# Task instructions:
Could you extract, word for word, the part of the username-change thread below starting at "## Michael Morris" and ending at "you very much."?

## Begin Given passage

# Changing my name?



## Breakstone (Feb 1, 2005)

Hello!

 After the recent tragedy of the tsunami, I've just plum felt... uncomfortable posting under this username. Is there a possibility that I could change my name? If not, it's alright, but I just wanted to see my options.

 Thank you!


----------



## BOZ (Feb 1, 2005)

heh... i don't blame you, dude.


----------



## Michael Morris (Feb 1, 2005)

Sure.  Just let P-kitty or Russ handle the transition.  Post the name you want and they'll make the switch.


----------



## Breakstone (Feb 1, 2005)

Alright. I figure I'll go with the name Breakstone.

And thank you very much.

EDIT: Heh, will you look at that. There's actually a sticky thread about this sort of thing.


----------



## Gez (Feb 1, 2005)

Breakstone CLAY? I propose AlSiH²O.


----------



## Morrus (Feb 1, 2005)

Done!


----------



## Darkness (Feb 1, 2005)

Gez said:
			
		

> Breakstone CLAY? I propose AlSiH²O.



Clay is broken?


----------



## Gez (Feb 1, 2005)

Not sure about that, but he's undeniably stoned!


----------



## Berandor (Feb 1, 2005)

what about alsih2o2?


----------



## Darkness (Feb 1, 2005)

Berandor said:
			
		

> what about alsih2o2?



Or ClayMore.


----------



## hong (Feb 1, 2005)

## End Given passage
## Begin Data shown

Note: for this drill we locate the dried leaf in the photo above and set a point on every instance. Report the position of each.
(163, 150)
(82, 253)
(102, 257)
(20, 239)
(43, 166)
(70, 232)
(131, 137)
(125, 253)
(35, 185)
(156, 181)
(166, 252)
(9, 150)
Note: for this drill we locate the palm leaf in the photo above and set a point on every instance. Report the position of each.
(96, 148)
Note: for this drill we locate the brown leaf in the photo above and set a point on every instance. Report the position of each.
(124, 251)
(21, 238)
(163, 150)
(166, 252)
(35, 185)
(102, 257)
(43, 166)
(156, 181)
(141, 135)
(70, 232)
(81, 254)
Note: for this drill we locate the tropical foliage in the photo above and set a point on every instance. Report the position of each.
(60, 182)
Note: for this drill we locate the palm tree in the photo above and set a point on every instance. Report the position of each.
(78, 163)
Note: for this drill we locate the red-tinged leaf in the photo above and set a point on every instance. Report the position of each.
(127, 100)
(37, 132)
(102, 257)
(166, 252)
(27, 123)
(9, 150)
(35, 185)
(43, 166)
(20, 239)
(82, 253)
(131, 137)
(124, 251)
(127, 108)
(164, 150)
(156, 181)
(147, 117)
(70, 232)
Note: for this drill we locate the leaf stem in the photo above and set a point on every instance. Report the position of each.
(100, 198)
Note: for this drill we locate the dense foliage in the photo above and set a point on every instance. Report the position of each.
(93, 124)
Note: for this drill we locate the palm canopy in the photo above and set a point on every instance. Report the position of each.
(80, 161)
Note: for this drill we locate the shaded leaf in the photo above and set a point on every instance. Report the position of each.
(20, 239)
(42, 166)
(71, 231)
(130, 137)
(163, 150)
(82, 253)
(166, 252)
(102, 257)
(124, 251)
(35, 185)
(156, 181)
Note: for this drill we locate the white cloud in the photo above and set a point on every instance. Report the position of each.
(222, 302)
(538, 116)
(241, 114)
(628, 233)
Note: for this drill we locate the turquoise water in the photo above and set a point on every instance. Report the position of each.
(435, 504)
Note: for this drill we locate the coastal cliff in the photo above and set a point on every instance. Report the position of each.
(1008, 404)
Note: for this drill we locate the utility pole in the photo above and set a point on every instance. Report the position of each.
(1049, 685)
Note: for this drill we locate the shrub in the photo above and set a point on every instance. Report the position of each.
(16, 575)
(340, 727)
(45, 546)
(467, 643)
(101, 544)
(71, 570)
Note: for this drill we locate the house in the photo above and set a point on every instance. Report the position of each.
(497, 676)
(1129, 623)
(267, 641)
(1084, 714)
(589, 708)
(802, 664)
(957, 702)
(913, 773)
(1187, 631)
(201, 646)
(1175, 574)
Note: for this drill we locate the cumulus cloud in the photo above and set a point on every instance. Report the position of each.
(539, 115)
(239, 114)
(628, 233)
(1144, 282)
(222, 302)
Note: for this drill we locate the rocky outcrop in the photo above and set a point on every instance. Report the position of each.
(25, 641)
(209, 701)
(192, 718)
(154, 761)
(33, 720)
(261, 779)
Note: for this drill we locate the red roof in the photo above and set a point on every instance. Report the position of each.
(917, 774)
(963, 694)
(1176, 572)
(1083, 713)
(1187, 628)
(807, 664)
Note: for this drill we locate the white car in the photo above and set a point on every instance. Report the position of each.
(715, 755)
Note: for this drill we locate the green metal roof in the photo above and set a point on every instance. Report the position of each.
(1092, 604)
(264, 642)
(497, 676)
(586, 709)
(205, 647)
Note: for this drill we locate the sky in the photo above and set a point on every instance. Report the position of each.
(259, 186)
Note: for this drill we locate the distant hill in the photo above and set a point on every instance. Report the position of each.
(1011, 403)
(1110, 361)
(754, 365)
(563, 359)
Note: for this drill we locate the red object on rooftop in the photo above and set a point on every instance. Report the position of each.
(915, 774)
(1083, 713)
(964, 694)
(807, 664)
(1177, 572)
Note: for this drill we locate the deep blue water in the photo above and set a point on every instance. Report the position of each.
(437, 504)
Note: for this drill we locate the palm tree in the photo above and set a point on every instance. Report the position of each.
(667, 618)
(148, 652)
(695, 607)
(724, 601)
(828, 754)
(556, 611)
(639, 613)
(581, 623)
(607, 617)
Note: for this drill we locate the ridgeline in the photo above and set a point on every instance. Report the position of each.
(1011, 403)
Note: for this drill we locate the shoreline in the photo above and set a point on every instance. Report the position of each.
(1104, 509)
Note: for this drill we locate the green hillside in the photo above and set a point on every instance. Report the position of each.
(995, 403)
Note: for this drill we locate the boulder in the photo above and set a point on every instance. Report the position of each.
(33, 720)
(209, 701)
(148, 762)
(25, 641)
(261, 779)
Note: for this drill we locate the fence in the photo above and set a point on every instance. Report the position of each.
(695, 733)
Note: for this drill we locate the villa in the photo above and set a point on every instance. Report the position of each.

## End Data shown

# Exercise answer:
## Michael Morris (Feb 1, 2005)

Sure.  Just let P-kitty or Russ handle the transition.  Post the name you want and they'll make the switch.


----------



## Breakstone (Feb 1, 2005)

Alright. I figure I'll go with the name Breakstone.

And thank you very much.